_WHAT YOU NEED TO DO_
Reproduce word for word the items that run from the line containing "If you could locate the fog lamp in" up to and including the final line of the items.

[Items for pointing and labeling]
----
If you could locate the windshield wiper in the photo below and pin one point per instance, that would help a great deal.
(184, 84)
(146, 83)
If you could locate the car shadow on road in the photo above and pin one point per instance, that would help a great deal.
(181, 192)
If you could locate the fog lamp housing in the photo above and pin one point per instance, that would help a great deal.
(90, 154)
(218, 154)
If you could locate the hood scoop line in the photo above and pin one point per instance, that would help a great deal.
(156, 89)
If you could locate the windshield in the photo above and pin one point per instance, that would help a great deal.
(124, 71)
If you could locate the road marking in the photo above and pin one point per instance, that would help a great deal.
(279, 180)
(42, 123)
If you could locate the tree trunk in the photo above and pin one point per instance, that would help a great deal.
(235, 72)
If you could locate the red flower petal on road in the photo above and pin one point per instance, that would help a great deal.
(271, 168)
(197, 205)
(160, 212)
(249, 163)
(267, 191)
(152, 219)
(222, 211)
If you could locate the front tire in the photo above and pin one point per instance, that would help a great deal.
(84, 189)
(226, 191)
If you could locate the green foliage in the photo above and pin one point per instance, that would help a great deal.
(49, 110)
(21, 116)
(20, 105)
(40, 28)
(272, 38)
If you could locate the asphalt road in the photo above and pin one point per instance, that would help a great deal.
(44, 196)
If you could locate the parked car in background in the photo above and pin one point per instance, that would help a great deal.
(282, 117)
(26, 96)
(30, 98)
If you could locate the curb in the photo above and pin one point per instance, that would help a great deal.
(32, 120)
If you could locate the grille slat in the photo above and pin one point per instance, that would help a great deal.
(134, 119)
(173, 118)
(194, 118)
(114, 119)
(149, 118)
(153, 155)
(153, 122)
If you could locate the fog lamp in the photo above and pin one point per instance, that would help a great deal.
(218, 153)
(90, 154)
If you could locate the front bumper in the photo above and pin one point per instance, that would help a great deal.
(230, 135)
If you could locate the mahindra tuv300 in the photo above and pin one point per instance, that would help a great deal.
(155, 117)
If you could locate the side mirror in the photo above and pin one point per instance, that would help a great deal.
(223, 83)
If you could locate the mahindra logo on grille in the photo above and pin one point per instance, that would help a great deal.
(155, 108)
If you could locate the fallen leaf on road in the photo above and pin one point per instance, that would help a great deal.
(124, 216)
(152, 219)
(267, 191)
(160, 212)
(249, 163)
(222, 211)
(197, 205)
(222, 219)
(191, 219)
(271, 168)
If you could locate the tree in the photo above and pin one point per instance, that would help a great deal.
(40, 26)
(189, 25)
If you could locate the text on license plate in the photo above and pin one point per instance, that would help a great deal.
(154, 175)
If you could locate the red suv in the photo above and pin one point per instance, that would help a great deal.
----
_TASK RESULT_
If you could locate the fog lamp in the photo above and pin one point per instance, that would help a great deal.
(218, 153)
(90, 154)
If you could locate the front bumper in the photo above and pin one point per instance, that would help a great deal.
(230, 135)
If you could locate the mahindra tuv300 in the photo above and pin one point per instance, that would help a great deal.
(155, 117)
If you could locate the side mirror in the photo above and pin one point per instance, that would help a great deal.
(223, 83)
If you could locate the mahindra logo on grille in the photo above and pin one point per instance, that would help a great deal.
(155, 108)
If you could locate the fallen leaf on road in the photo above and pin one point per instance, that would help a great deal.
(124, 216)
(152, 219)
(267, 191)
(160, 212)
(249, 163)
(222, 211)
(197, 205)
(222, 219)
(191, 219)
(271, 168)
If you could locate the tree in the photo above and pin one point per instance, that would help a great deal.
(40, 26)
(189, 25)
If you could locate the text on license plate in the photo above and pin one point per instance, that would help a great deal.
(154, 175)
If you could locate the red suv in the photo above and pin one point per instance, that would help a great deal.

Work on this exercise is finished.